------ Data extracts ------

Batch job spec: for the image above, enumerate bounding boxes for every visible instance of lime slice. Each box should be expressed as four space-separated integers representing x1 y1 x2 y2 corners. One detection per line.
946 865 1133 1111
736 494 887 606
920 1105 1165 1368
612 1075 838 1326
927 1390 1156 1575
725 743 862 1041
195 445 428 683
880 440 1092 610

------

* [Task goal]
Print the data above exactly as it reads.

* [Response to this task]
Batch job spec: for the image above, enumerate bounding boxes for every visible instance of lime slice. Each box should be expressed as four space-separated integers representing x1 y1 x2 y2 corners. One detection per line.
946 865 1133 1111
736 494 887 606
920 1105 1165 1368
612 1075 838 1326
927 1390 1156 1575
725 743 862 1041
195 445 428 683
880 440 1092 610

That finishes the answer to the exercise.